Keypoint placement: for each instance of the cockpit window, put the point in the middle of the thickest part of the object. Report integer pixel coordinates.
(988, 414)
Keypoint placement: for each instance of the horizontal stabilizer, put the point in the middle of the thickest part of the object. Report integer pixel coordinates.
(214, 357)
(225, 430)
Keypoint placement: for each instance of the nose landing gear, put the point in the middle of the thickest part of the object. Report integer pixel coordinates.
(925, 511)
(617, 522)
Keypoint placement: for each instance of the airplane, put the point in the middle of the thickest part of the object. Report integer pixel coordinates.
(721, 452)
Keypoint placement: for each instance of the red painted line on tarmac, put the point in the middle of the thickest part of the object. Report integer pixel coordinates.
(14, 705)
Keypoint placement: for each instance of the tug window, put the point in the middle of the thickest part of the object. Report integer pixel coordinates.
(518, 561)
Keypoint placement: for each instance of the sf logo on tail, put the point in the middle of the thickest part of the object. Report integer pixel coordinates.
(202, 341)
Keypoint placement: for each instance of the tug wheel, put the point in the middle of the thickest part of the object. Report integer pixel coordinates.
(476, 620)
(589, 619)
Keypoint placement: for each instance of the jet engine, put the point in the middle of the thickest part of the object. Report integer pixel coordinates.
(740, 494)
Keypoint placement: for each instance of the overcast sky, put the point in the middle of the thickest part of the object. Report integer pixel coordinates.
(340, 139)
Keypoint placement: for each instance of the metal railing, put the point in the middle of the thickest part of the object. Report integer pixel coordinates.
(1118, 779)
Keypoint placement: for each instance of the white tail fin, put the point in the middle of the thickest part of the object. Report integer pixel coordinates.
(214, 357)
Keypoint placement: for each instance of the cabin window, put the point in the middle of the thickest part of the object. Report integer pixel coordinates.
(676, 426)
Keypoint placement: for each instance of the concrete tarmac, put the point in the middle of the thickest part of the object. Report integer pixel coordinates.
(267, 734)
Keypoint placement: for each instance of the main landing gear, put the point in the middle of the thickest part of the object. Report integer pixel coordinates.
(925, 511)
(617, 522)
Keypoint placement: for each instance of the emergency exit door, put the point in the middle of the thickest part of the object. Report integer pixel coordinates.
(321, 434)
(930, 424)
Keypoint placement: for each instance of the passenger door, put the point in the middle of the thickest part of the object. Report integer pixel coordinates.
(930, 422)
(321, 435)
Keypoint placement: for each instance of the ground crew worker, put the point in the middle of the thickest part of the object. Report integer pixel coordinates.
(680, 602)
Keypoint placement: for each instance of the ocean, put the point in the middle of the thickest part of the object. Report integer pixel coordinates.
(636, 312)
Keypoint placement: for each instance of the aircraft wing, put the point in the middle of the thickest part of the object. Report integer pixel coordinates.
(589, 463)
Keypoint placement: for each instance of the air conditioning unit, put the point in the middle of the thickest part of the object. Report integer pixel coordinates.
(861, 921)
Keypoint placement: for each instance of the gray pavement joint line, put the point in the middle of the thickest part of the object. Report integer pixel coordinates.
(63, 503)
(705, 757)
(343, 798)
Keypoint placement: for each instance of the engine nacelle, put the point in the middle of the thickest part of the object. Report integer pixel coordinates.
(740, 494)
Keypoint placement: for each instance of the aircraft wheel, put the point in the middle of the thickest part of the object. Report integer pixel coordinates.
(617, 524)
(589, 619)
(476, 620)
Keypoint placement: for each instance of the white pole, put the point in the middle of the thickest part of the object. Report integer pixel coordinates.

**********

• What is asked: Take the listing above and write it out again exactly.

• Reply to the exercise:
Keypoint placement: for each instance of the cockpit window, put the point in the middle of the thickest part of the object. Report integer pixel coordinates.
(988, 414)
Keypoint placement: for each instance of the horizontal stabilizer, put the point in the middle of the thickest part of the object. Report integer pixel coordinates.
(214, 357)
(225, 430)
Keypoint placement: for each instance of the nose landing gear, put the point in the middle of the thickest part of the object. Report integer pixel coordinates.
(925, 511)
(617, 522)
Keypoint placement: for each instance of the airplane, put the point in the middle of the thickest part of the object. Report integer pixel coordinates.
(721, 452)
Keypoint placement: for each instance of the red painted line on tarmac, put the point in the middle of the thickest part of the object. Report integer pixel coordinates.
(14, 705)
Keypoint placement: for each instance of the tug window, put the point in the middle of the thickest part of the object. Report integer pixel coordinates.
(518, 561)
Keypoint placement: for each instance of the sf logo on tail, put the point in the middle of the thickest part of the object. Report integer pixel coordinates.
(202, 341)
Keypoint placement: for each instance of the tug wheel, put the point in the middle of the thickest part of the object. Report integer pixel coordinates.
(476, 620)
(589, 619)
Keypoint placement: for each instance of the jet engine, put the point in the middle of the thickest part of the object. Report integer pixel coordinates.
(740, 494)
Keypoint placement: for each instance of the overcast sky, put the point in the middle of the thickest part of the object. Report integer pixel coordinates.
(340, 139)
Keypoint placement: for each instance of the metal railing, put the point in the middle of the thickest part of the object. Report integer pixel coordinates.
(1118, 779)
Keypoint placement: for each instance of the white tail fin, put the point in the middle of the thickest part of the object. Report integer pixel coordinates.
(214, 357)
Keypoint placement: for each instance of the cabin window, put the point in the middle of the thickest part of the object. Report integer pixel coordinates.
(676, 426)
Keypoint placement: for each instance of the concrete tarmac, put the point in the middle of the thickest part of the object. Report integer pixel coordinates.
(267, 734)
Keypoint placement: for each instance of the main landing gear, put the point in the middle of the thickest part of the object. Report integer pixel coordinates.
(925, 511)
(617, 522)
Keypoint placement: for each instance of the emergency exit door, put the point in the middle of the thickest part of the object. Report integer pixel coordinates.
(321, 434)
(930, 424)
Keypoint placement: for each instance of the passenger door, put the point in the middle of the thickest part of the object. Report integer pixel coordinates.
(930, 422)
(321, 435)
Keypoint placement: for each instance of the ground crew worker, put the point in the middle of the thickest part of the object. Report integer pixel coordinates.
(680, 602)
Keypoint placement: for each instance of the ocean, put the point in the middle of the thickest part of the object. Report integer pixel coordinates.
(636, 312)
Keypoint placement: for each instance of the aircraft wing, put the point in the middle of the thickest part of the object. Report integer pixel coordinates.
(589, 463)
Keypoint placement: for each instance of the air conditioning unit, put the point in the middle of the thickest part of the object. Report integer pixel coordinates.
(861, 921)
Keypoint placement: for each instance of the gray pavement joint line, put the point in the middle of the thickest part of the object. Report integer pixel coordinates.
(63, 503)
(705, 757)
(343, 798)
Keypoint placement: for each instance of the engine nacelle, put the point in the middle of the thickest part of the object. Report integer pixel coordinates.
(740, 494)
Keypoint placement: for each instance of the aircraft wheel, put the point in the middle of the thickest part of the object. Report integer pixel coordinates.
(617, 524)
(589, 619)
(476, 620)
Keypoint placement: for each instance of the white pole, put the point in the middle of the thickest part of the object. Report integer pixel coordinates.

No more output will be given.